PROBLÈMES À RÉSOUDRE:
[1] Répondez aux questions suivantes à partir du texte sur Hortense Belhôte.
(a) Combien de pastilles le texte mentionne-t-il ?
(b) Dans quel épisode Bambi apparaît-elle ?
(c) Quel tableau est abordé dans l'épisode intitulé Gay Games ?
[2] Extrayez du texte sur Hortense Belhôte le passage qui commence par « Que ce soit » et se termine par « Ras la moule. ».

TEXTE FOURNI:
________

Merci de ne pas toucher à Tahnee, Bambi…
En découlent dix pastilles qui, si elles se concentrent sur des chefs-d’œuvre de l’art classique (L’Origine du monde de Gustave Courbet, La Laitière de Johannes Vermeer, Olympia d'Édouard Manet…), sont on ne peut plus contemporaines dans leur mise en scène. Hortense Belhôte, dont le travail d’écriture théâtralise son récit, évoque ainsi des tableaux du passé dans des lieux quotidiens (un lavomatique, un magasin de fruits et légumes, un terrain de foot, un institut de beauté, un cimetière…) avec, pour chaque épisode, le concours de comédiennes et comédiens d’un jour. Dont, dans la saison 2 qui est publiée ce mardi 17 janvier, quelques "guests" comme Claude-Emmanuelle, influenceuse et artiste – " j’aimais l’idée qu’en tant que femme trans, elle soit, dans un épisode, l’un des avatars de la Vierge Marie" –, l’humoriste lesbienne Tahnee (en mode meilleure amie) ou encore Bambi, ancienne icône des cabarets travestis parisiens qui joue sa grand-mère dans un épisode – celui sur La Maja vêtue de Francisco de Goya. Toutes ces personnalités devenant ensuite les personnages vivants du tableau recréé avec Hortense Belhôte en fin d’épisode. Grandiose et efficace.
"Je cherche à mettre en perspective l’histoire de l’art à travers mon point de vue de femme lesbienne."
Que ce soit dans la première saison, légère, ou la deuxième, "peut-être plus salée", l’approche d’Hortense Belhôte est savoureuse. "Je ne parle que de tableaux dont j’aime la prise de position. L’idée n’est surtout pas de passer à tabac les grands maîtres, mais de se réapproprier leur regard, toujours dans la joie. Je cherche, à travers mon point de vue de femme lesbienne, à mettre en perspective l’histoire de l’art avec des questions contemporaines politiques et sociales, notamment féministes et queers." Pour la nouvelle saison, elle a par exemple choisi L’Assomption de la Vierge de Nicolas Poussin dans un épisode intitulé PMA pour tout.te.s, Leonidas aux Thermopyles de Jacques-Louis David dans l’épisode Gay Games ou encore Femme se baignant de Rembrandt dans l’épisode Ras la moule.

________

DONNÉES FOURNIES:
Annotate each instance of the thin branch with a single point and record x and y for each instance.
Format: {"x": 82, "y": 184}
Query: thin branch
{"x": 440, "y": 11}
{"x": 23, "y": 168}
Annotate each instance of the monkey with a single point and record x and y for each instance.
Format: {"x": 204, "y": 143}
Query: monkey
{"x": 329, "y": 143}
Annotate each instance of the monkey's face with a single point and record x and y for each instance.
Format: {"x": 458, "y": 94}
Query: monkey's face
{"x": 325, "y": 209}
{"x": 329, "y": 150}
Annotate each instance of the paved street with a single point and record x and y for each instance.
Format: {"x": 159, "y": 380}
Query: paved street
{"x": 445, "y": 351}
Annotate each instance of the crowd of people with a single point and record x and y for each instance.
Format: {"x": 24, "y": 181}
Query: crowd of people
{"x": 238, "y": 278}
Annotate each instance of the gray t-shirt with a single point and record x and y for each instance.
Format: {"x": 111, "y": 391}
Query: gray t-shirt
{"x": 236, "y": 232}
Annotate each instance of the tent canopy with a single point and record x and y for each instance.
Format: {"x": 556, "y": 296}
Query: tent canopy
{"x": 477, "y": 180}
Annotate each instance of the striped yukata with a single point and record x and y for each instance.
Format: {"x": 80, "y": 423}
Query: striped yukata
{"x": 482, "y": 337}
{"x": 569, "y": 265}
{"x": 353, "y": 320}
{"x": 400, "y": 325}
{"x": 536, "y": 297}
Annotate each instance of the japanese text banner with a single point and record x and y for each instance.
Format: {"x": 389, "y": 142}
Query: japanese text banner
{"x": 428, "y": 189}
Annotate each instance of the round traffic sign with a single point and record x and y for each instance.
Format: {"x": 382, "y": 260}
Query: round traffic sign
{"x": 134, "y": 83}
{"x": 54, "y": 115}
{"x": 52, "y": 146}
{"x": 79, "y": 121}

________

CORRIGÉS:
[1]
(a) Dix pastilles.
(b) Dans l'épisode sur La Maja vêtue de Francisco de Goya.
(c) Leonidas aux Thermopyles de Jacques-Louis David.

[2]
Que ce soit dans la première saison, légère, ou la deuxième, "peut-être plus salée", l’approche d’Hortense Belhôte est savoureuse. "Je ne parle que de tableaux dont j’aime la prise de position. L’idée n’est surtout pas de passer à tabac les grands maîtres, mais de se réapproprier leur regard, toujours dans la joie. Je cherche, à travers mon point de vue de femme lesbienne, à mettre en perspective l’histoire de l’art avec des questions contemporaines politiques et sociales, notamment féministes et queers." Pour la nouvelle saison, elle a par exemple choisi L’Assomption de la Vierge de Nicolas Poussin dans un épisode intitulé PMA pour tout.te.s, Leonidas aux Thermopyles de Jacques-Louis David dans l’épisode Gay Games ou encore Femme se baignant de Rembrandt dans l’épisode Ras la moule.